(AIM): How many lines of the material below contain the word "dark"? Reply with the number only.

— Begin MATERIAL SUPPLIED —

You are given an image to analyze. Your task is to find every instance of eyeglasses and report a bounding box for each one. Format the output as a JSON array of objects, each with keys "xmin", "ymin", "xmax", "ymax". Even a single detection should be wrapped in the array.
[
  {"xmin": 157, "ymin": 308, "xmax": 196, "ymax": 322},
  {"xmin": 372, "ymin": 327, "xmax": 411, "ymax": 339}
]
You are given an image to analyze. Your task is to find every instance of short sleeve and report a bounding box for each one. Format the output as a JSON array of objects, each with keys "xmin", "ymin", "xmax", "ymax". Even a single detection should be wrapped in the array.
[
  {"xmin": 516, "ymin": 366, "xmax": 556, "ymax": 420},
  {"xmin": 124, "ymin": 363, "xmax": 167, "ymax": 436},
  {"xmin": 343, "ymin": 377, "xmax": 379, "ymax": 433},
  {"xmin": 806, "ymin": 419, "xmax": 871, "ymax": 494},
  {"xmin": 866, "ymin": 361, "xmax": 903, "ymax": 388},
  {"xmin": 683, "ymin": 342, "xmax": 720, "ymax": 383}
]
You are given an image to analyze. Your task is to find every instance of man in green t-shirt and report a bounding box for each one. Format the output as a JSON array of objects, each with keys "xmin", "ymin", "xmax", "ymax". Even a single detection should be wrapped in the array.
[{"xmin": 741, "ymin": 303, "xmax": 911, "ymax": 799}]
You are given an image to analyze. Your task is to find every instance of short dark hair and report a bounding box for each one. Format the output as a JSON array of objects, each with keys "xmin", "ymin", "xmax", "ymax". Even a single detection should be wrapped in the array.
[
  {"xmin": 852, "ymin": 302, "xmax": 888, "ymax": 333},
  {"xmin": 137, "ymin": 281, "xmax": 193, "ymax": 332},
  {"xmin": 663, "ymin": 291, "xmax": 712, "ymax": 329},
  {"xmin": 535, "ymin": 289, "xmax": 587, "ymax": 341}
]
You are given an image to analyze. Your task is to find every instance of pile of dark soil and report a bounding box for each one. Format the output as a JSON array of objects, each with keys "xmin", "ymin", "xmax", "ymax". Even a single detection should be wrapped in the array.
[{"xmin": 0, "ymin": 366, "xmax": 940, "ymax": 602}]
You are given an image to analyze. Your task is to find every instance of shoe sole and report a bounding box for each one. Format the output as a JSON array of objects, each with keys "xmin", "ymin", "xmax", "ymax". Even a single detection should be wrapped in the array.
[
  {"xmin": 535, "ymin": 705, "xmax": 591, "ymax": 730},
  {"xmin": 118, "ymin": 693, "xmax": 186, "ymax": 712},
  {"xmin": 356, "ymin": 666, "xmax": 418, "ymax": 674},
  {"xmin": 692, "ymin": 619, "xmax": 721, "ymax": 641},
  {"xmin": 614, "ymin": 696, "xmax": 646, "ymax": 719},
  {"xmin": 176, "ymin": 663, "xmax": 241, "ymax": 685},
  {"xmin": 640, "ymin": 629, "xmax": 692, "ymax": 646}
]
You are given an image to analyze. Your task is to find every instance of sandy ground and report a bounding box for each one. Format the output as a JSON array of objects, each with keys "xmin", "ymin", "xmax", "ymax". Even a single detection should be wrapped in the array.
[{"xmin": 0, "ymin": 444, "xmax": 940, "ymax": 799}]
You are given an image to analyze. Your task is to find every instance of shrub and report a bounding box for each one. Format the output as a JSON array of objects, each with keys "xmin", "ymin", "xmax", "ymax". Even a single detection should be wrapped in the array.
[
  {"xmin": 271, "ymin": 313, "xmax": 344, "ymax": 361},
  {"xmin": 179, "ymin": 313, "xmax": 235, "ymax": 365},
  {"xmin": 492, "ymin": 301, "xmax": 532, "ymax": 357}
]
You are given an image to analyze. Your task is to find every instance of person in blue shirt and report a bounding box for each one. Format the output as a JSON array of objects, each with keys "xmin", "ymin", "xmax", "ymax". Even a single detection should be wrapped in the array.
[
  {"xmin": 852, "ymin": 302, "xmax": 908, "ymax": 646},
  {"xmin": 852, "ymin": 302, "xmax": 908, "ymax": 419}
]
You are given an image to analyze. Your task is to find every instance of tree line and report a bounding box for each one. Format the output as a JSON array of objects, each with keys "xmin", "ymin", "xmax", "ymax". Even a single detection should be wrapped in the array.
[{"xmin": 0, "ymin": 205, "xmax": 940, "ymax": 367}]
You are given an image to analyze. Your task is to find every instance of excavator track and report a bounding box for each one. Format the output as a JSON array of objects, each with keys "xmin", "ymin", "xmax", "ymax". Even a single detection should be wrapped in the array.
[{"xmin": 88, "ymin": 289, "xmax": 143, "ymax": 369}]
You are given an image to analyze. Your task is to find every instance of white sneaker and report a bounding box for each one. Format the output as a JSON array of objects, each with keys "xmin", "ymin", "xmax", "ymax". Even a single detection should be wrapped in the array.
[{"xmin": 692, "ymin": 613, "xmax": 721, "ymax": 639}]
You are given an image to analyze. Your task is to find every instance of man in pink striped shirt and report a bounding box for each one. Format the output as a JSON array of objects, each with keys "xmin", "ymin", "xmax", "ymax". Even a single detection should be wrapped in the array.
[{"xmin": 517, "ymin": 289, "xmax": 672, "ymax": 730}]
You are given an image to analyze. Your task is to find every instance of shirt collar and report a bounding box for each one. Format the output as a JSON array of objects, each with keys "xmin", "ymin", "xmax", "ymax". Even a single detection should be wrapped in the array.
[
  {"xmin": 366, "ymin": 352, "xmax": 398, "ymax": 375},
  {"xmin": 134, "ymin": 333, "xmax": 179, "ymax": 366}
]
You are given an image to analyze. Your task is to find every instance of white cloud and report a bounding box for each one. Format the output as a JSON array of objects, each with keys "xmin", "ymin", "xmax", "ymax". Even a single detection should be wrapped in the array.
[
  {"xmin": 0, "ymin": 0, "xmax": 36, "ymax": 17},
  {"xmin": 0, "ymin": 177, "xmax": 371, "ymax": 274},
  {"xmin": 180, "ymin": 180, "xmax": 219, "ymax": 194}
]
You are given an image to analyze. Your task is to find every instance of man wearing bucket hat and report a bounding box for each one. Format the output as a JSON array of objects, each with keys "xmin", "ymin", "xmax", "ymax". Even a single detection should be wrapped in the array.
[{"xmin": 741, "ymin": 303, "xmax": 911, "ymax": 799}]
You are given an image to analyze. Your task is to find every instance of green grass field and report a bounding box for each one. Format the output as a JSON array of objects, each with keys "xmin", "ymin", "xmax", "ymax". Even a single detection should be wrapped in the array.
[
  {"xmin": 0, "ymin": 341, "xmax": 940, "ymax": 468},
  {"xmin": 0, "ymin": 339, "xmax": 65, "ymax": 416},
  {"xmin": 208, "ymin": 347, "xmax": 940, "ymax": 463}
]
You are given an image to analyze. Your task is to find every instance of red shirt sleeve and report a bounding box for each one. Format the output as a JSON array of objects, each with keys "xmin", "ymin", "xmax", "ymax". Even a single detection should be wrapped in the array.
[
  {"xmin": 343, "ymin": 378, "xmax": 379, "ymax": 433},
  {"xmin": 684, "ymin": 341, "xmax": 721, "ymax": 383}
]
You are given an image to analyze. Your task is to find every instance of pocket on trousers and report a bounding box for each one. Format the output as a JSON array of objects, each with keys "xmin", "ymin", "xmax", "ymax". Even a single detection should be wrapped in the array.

— End MATERIAL SUPPLIED —

(PROBLEM SOLUTION): 2